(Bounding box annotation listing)
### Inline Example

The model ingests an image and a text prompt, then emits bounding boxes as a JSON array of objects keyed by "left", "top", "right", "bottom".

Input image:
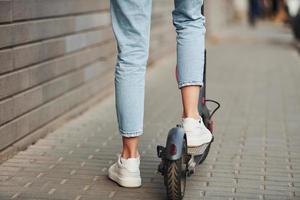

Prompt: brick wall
[{"left": 0, "top": 0, "right": 175, "bottom": 160}]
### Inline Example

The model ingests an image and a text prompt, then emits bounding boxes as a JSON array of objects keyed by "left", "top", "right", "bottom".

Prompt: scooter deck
[{"left": 188, "top": 143, "right": 209, "bottom": 155}]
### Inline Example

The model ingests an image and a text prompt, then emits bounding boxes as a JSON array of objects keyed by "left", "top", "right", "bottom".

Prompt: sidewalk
[{"left": 0, "top": 22, "right": 300, "bottom": 200}]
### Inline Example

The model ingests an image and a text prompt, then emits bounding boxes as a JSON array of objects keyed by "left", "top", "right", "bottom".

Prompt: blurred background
[{"left": 0, "top": 0, "right": 300, "bottom": 200}]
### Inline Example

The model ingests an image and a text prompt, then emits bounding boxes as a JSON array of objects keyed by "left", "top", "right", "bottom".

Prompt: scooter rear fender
[{"left": 165, "top": 126, "right": 186, "bottom": 160}]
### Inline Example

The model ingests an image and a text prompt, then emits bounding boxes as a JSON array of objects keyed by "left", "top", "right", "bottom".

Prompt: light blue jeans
[{"left": 110, "top": 0, "right": 205, "bottom": 137}]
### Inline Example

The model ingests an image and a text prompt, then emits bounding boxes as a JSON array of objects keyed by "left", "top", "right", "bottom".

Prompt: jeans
[{"left": 110, "top": 0, "right": 206, "bottom": 137}]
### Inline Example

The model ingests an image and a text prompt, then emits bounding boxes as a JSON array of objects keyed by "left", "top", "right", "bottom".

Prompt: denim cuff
[
  {"left": 178, "top": 81, "right": 203, "bottom": 89},
  {"left": 119, "top": 129, "right": 143, "bottom": 138}
]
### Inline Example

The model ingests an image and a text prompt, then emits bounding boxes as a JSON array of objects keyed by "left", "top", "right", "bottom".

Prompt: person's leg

#### Set problem
Identify every line of the listing that contains the string "scooter", copying each one in full. Treat uppercase and lowercase as different.

#### Result below
Prompt: scooter deck
Prompt: scooter rear fender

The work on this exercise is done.